Conjunto de tarefas >>
A – Responda com base na entrevista:
(i) Em que área ficava o posto da união de Peter Hutton?
(ii) Desde que ano Hutton dá aulas no Bard College?
(iii) Por quantos dias o grupo planejava acampar na região de Dallol?
B – Altere o trecho da entrevista que vai de "Eu viajei ao" até "Detroit está morta.", substituindo "Avenida West Jefferson" por "Avenida West Fort".
C – Diga se cada afirmação concorda com a entrevista, respondendo sim ou não e citando as palavras decisivas:
(i) A usina Zug Island continua em funcionamento.
(ii) Robert Gardner fez o filme sobre os pastores de camelos Afar em 2010.
(iii) Hutton viajou sozinho para a Etiópia.

Three Landscapes (Peter Hutton, 2013) |
Luke Fowler: Sei que você está filmando seu próximo projeto
em três lugares: Detroit, em Michigan; Mekelle, na Etiópia; e o Vale do rio
Hudson, em Nova York. O que o atraiu nesses locais?
Peter Hutton: O novo filme tem o título provisório de “Três Paisagens”.
A primeira parte foi captada perto de Detroit, onde eu cresci. Eu trabalhava
como marinheiro mercante nos Grandes Lagos, durante os anos 1960 (continuei
trabalhando a bordo de navios ao longo da década de 1970) e meu posto da união ficava
em River Rouge, uma área densamente industrial. Passei algumas semanas lá
novamente, há três anos, documentando uma usina chamada Zug Island, que ainda
está funcionando. Foi um pesadelo para filmar. Outra usina siderúrgica, abandonada,
tornou-se fonte de algumas imagens adicionais.
Eu viajei ao longo da Avenida West Jefferson, nas
proximidades, e gravei tudo o que me atraiu. Culminou em um estudo de dois
homens que andam acima do cabo de suspensão da Ponte Ambassador, que conecta
Detroit com Windsor, no Canadá. Todo o material parece um sonho, que é
adequado, uma vez que grande parte da paisagem circundante Detroit está morta.
O Vale do Rio Hudson é a minha casa. No verão eu estou
sempre espantado com sua bela paisagem. Os verdes prados secos, onde os fardos
de feno fazem longas sombras naquela hora mágica do dia. As nuvens que rolam
sobre as montanhas enormes são impressionantes, evocando sonhos. Lembro de ter
lido um relato da viagem de Henry Hudson até o Rio Hudson, e como ele perfumou
a terra e os marinheiros a bordo de seu navio; eles podiam cheirar as árvores
de fruto abundante. Vindo dos climas desanimadores da Europa Ocidental, eles
pensaram que tinha chegado ao paraíso.
A paisagem final será na Etiópia. Em 1968, o cineasta Robert
Gardner foi até a Depressão de Dallol e fez um curto filme sobre os pastores de
camelos Afar, que colhem o sal lá. É o ponto mais baixo da África, que é
essencialmente um vasto depósito de sal. É também um dos lugares mais quentes
da Terra. Em 2010, mostrou seu filme como parte de uma retrospectiva de sua
obra no Bard College, onde eu tenho ensinado desde 1984. Gardner me perguntou
então se eu estaria interessado em ir para Dallol, para expandir o que ele fez
em 1968. Seu filme é muito bonito, mas também muito curto. Eu concordei.
Então, no ano passado eu fui para a Etiópia com minha esposa
e um amigo cineasta, Mott Hupfel. Nós planejamos acampar na área por cinco
dias. No dia anterior partimos de Mekelle para Adis Abeba, e um grupo de
rebeldes da Eritreia veio do outro lado da fronteira, assassinando seis
turistas europeus, e sequestrando dois cidadãos alemães. Como resultado, o
governo etíope encerrou viagens ao exterior para essa região.

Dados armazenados

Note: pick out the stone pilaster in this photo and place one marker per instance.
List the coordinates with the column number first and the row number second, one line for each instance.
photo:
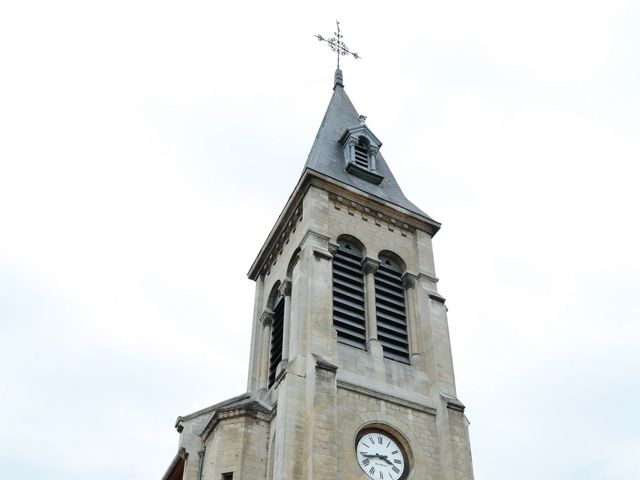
column 369, row 268
column 266, row 320
column 285, row 291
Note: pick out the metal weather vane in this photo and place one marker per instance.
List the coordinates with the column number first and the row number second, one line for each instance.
column 337, row 45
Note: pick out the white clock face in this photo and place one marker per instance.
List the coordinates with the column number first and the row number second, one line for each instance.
column 380, row 457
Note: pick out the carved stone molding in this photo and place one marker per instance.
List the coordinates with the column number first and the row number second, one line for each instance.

Resultados por tarefa >>
A –
(i) Em River Rouge.
(ii) Desde 1984.
(iii) Por cinco dias.

B –
Eu viajei ao longo da Avenida West Fort, nas
proximidades, e gravei tudo o que me atraiu. Culminou em um estudo de dois
homens que andam acima do cabo de suspensão da Ponte Ambassador, que conecta
Detroit com Windsor, no Canadá. Todo o material parece um sonho, que é
adequado, uma vez que grande parte da paisagem circundante Detroit está morta.

C –
(i) Sim: "uma usina chamada Zug Island, que ainda está funcionando".
(ii) Não: "Em 1968, o cineasta Robert Gardner foi até a Depressão de Dallol e fez um curto filme".
(iii) Não: "eu fui para a Etiópia com minha esposa e um amigo cineasta, Mott Hupfel".